→ Extract:
::::

So, a condenser replacement is cheap and easy, huh? Well, how do I do this one. Check out the pictures. Looks like I have to pull the manifolds to get at it and how bad will that be as far as gaskets, flatness, etc...? http://farm4.staticflickr.com/3639/1...e0e31d3e_z.jpg http://farm8.staticflickr.com/7316/1...13105ce3_z.jpg |
Re: Is this going to be as bad as I think? Are your points set at .020, and is the point block OK and opening the points properly?
If you have to change your condensor, yes, that manifold will have to at least be backed off enough so you can get to the lock nut. But if you have a good strong spark when you break your points, your condensor and coil are good. Hold your primary lead about 1/4" off a head bolt, break the points with the key on, and look for a blue spark. It will be stronger on the coil wire than at the points. Also check your plugs for fouling and clearance. Do the easy stuff first. |
Re: Is this going to be as bad as I think? Yes, the manifolds will have to come off. As to resurfacing/flattening, if everything has been tight to this point, probably they'll be just fine when they go back. Just get a new gasket at that point - and try to duplicate the kind of gasket you have now.
Once the manifolds are off, on the side of the distributor towards the manifolds you will find the condenser with a sheet metal tab with a common machine screw holding it to the outside of the distributor. Take this screw off loosening the tab. On the side of the distributor body away from the finger, you may find a hole about at the point where the "other" end of the condenser is found internally. This hole may be open (common even in restorations), or plugged and painted over (you should see the bump) or plugged with a red plastic plug (what I do) Remove the plug if it is there. Inside the hole you'll see another screw holding the inside contact of the condenser to the inside metal of the distributor. Take this screw out. At this point the old condenser should be able to be removed. The installation of the new condenser is the same as the removal in reverse. Not a hard job. Shouldn't require removal of the distributor which if you're not careful may require re-timing of the engine. Make sure you clean up where the condenser tab attaches to the outside of the distributor body. You want metal to metal contact here. You may even have some corrosion here now which may be making your condenser non-functional. No-Al-Ox is a conductive grease (available at places that sell home wiring & components) normally used for aluminum wire you can use to good advantage to make and keep electrical contact at either of the two screws. Joe K |
Re: Is this going to be as bad as I think? Hi Drinkman,
Welcome to the Barn first thing. Second, since you live in Georgia, I would remove the exhaust manifold and replace with a stock manifold. I would do this for two reasons. 1) that manifold will cook your condenser in about 5 minutes after it gets hot (I know, which is why I took mine off). 2) You live in Georgia, it gets hot there in the spring, summer and fall. This is what I did, if I ever want to put my heater manifold back on (Director Special-a solid block of iron like yours) I kept the exhaust and intake together so I don't have to re-machine them. I just pull the non-heater off and slip the Director back on. I also just bought an autolite heater with the removable heater top. Another thing you can do is convert to 'modern points' which moves the condenser inside the dist. body or move it to the coil up on the firewall. I am not sure how to do this, I just saw it done here. Mike |
Re: Is this going to be as bad as I think? Thanks for all the input. Looks like it isn't a 10 minute job. Guess I will have to schedule a weekend for this.

::::

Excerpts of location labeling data
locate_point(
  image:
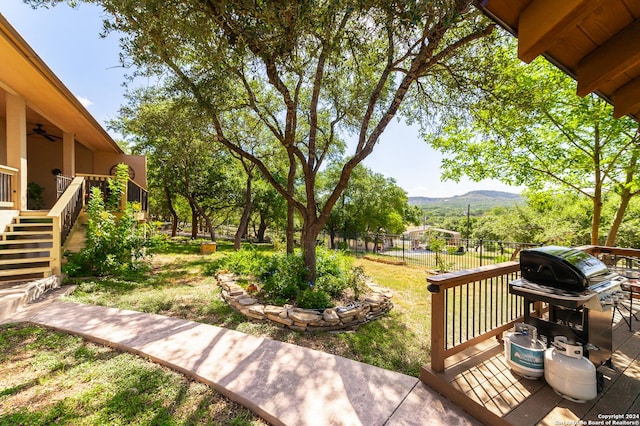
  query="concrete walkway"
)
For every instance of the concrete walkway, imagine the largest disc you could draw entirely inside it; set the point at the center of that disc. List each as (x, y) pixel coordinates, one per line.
(282, 383)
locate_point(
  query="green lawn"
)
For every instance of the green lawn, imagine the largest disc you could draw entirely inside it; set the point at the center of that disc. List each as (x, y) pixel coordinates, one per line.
(48, 377)
(177, 287)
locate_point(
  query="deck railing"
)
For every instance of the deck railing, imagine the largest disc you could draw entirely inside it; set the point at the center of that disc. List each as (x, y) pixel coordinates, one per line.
(64, 214)
(473, 305)
(8, 176)
(62, 183)
(137, 194)
(470, 306)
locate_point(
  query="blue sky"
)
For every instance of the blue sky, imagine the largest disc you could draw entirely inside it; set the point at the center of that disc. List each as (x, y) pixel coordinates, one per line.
(68, 41)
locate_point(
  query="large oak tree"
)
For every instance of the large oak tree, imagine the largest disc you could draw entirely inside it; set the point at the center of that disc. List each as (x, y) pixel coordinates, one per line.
(523, 124)
(311, 72)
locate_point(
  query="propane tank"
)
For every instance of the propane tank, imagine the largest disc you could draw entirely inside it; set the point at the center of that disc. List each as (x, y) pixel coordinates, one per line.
(523, 352)
(568, 372)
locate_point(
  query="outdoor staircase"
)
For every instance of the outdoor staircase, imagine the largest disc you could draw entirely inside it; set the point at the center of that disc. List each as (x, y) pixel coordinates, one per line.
(25, 247)
(26, 272)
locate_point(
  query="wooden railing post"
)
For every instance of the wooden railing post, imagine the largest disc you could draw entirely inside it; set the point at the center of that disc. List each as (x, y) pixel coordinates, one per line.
(56, 248)
(438, 335)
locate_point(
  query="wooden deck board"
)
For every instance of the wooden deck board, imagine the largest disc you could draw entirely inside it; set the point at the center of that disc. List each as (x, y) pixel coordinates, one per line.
(480, 375)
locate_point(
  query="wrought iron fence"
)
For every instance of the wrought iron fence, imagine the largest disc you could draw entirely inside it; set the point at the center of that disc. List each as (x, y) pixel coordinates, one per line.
(62, 183)
(438, 254)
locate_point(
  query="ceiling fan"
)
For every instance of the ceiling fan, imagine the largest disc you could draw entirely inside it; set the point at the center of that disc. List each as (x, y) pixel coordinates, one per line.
(38, 130)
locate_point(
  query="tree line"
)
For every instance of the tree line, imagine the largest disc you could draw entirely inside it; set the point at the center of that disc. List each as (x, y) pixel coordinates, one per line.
(277, 88)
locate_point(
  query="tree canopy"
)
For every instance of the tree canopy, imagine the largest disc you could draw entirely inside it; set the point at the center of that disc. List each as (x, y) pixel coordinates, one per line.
(309, 72)
(524, 125)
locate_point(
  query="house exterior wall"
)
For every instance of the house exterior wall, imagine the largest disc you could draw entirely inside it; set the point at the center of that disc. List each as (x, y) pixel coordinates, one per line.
(44, 157)
(3, 142)
(84, 159)
(103, 163)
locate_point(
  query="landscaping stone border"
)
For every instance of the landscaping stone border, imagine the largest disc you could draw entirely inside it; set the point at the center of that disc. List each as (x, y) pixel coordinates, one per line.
(341, 318)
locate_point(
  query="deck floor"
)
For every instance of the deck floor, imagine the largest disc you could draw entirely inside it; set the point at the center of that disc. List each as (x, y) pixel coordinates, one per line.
(480, 378)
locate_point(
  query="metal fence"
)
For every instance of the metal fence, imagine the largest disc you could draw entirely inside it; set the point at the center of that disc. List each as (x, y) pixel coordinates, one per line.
(434, 253)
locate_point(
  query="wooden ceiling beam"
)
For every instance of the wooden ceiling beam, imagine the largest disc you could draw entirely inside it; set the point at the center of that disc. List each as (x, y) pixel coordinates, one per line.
(542, 23)
(626, 99)
(614, 57)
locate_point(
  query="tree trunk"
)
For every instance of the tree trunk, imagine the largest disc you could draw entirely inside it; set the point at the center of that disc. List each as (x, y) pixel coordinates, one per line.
(194, 219)
(625, 197)
(200, 211)
(309, 253)
(174, 215)
(244, 219)
(262, 228)
(332, 237)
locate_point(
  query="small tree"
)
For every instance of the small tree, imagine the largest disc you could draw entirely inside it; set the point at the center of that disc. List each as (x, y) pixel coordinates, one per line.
(113, 246)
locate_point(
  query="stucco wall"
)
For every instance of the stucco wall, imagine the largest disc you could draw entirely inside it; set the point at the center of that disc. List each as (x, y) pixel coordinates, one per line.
(84, 159)
(43, 157)
(3, 143)
(103, 162)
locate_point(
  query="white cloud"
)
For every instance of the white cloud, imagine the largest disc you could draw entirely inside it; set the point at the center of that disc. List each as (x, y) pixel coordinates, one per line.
(84, 101)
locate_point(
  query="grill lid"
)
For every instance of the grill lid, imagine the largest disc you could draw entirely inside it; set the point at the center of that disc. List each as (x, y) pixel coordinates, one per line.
(561, 267)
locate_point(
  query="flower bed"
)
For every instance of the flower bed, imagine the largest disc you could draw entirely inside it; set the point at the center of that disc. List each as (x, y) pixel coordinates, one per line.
(341, 318)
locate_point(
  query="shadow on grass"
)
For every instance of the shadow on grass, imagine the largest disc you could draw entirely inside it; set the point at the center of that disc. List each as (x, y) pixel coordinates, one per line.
(98, 385)
(389, 344)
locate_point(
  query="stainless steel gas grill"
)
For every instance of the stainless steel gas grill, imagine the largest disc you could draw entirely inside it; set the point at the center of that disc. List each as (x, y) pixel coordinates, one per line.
(580, 292)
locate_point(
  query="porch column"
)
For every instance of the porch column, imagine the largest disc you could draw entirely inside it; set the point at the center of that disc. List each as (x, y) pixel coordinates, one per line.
(17, 144)
(68, 154)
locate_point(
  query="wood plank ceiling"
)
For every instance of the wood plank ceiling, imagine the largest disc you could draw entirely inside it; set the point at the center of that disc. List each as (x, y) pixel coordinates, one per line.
(597, 42)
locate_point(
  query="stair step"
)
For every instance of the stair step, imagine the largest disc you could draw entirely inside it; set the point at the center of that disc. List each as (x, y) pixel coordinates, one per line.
(24, 250)
(23, 260)
(26, 271)
(33, 224)
(25, 233)
(36, 213)
(25, 241)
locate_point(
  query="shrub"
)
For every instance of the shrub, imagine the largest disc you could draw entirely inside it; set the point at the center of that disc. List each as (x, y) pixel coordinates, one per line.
(246, 261)
(318, 299)
(357, 281)
(331, 284)
(113, 247)
(285, 277)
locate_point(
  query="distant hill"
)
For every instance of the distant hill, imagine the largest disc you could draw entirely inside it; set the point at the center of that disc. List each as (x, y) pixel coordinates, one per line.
(483, 200)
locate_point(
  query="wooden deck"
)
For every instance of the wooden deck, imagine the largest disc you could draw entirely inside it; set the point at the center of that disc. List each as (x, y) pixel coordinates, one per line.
(479, 381)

::::

→ Work to complete:
A. Which conductive grease does the forum thread suggest for keeping electrical contact at the condenser's two screws?
B. Which lines of the listing contain the string "stainless"? Copy each one, treating case as significant.
The listing is unrelated to the forum thread.

→ Answers for this exercise:
A. No-Al-Ox

B.
  query="stainless steel gas grill"
For every instance of the stainless steel gas grill, imagine the largest disc you could draw entirely inside it; set the point at the center of that disc. List each as (x, y) pixel coordinates, one per line.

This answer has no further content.